> **Problem statement**
In the records that follow, find each line containing "below" and copy it.

> **Collected data entries**

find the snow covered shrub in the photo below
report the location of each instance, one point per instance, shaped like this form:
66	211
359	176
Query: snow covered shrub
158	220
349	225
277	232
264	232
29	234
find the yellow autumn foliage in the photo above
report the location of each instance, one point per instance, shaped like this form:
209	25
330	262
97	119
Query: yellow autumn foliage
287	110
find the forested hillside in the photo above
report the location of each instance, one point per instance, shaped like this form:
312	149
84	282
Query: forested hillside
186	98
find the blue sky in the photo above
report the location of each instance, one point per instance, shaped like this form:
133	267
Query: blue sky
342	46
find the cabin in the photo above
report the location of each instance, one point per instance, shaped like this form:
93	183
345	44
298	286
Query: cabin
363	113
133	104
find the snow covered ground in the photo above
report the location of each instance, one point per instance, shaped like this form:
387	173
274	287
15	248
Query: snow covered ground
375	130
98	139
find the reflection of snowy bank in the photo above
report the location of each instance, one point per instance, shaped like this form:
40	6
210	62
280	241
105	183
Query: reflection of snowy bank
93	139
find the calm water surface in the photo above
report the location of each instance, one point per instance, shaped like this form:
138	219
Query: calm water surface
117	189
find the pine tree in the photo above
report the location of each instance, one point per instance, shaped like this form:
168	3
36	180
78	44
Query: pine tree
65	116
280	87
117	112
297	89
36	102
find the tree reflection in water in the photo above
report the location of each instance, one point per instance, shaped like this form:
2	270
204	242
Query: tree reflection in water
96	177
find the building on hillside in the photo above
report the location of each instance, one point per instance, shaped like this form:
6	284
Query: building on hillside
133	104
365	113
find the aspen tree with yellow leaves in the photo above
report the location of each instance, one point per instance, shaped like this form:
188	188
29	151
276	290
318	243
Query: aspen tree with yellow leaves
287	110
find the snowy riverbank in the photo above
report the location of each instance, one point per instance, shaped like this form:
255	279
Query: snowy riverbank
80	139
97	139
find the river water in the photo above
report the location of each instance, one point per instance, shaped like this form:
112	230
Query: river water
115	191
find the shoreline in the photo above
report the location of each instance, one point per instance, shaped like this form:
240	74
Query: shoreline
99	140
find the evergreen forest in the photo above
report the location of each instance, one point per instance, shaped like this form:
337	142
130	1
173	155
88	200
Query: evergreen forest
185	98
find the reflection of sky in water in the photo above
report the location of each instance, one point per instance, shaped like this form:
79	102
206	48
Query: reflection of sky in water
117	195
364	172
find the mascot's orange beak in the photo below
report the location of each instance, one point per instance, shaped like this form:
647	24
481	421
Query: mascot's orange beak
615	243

> **Exercise response**
find the snow covered shrub in the photo below
find the mascot's orange beak in the photo below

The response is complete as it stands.